■ **Instructions for the task**:
Copy word for word the part of the Jupyter Notebook learning post below, starting with "At our School" and going on through "my Python knowledge.".

Sunday, June 09, 2019

A Learning Process


At our School of Tomorrow, we use tomorrow's learning methods today. One of those methods: create a new Python3 Jupyter Notebook from scratch and start filling in (a) Markdown cells and (b) code cells about a topic you want to know more about.

The premise is, if you're learning Python, here's a excuse to practice.  If you already know Python, might you still learn more matplotlib?  I certainly fall into this category.  I'm pretty deeply into Python, including metaclasses and asyncio, but the APIs for these data science objects are somewhat gargantuan, not to mention alien.  However I wade in, armed with my Python knowledge.

Beyond the nuts and bolts of data visualization, what do I really want to know about.  In The School of Tomorrow, we focus on syntropic versus entropic processes.  Syntropy is a local phenomenon, against a backdrop of Expanding Universe.

We might credit the sun for Planet Earth's yearly funding.  Give us this year our yearly solar gradient.  In this Youtube I look at making food last longer, even though it's in the process of decay.  I also look at irradiation as fomenting decay versus postponing it.  It's all about dose and effective dose (which we're at pains to distinguish).

Again, if you're a student with the school, think about creating that Github account or something similar and start getting those Jupyter Notebooks out there.  Or just serve them locally on localhost.  Either way, making them yourself is the process to engage in.  Treat my example as a model to imitate and improve upon.

■ **Supplied entries**:
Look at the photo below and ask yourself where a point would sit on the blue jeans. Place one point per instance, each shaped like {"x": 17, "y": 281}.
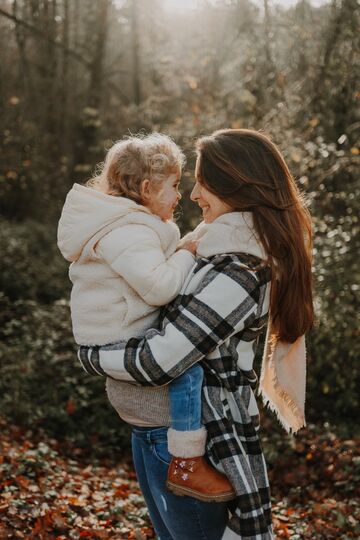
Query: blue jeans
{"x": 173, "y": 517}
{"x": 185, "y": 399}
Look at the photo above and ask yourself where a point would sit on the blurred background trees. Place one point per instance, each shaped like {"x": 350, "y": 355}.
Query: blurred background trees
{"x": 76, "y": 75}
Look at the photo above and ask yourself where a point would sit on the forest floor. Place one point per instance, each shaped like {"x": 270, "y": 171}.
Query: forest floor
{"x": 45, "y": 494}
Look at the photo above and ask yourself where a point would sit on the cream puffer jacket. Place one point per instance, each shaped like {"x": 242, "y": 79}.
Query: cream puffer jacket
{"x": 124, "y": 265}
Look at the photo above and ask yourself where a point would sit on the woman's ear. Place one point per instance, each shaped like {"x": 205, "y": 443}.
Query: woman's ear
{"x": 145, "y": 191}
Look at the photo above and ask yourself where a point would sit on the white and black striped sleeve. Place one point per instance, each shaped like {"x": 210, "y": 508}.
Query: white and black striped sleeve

--

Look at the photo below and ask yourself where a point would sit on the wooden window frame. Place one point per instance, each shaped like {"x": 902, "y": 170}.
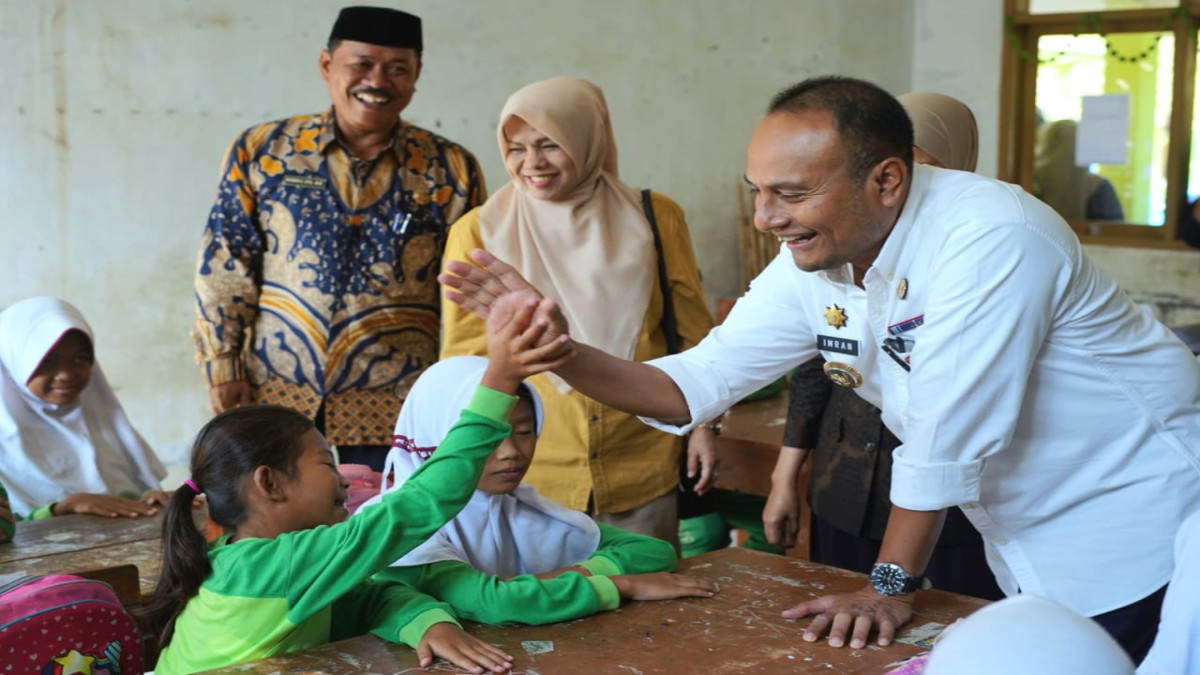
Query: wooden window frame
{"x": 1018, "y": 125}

■ **Solution**:
At our School of Tomorrow, we use tomorrow's learning methods today. One of those methods: create a new Python3 Jupyter Notebook from scratch and start filling in (a) Markdown cells and (b) code cells about a topic you want to know more about.

The premise is, if you're learning Python, here's a excuse to practice.  If you already know Python, might you still learn more matplotlib?  I certainly fall into this category.  I'm pretty deeply into Python, including metaclasses and asyncio, but the APIs for these data science objects are somewhat gargantuan, not to mention alien.  However I wade in, armed with my Python knowledge.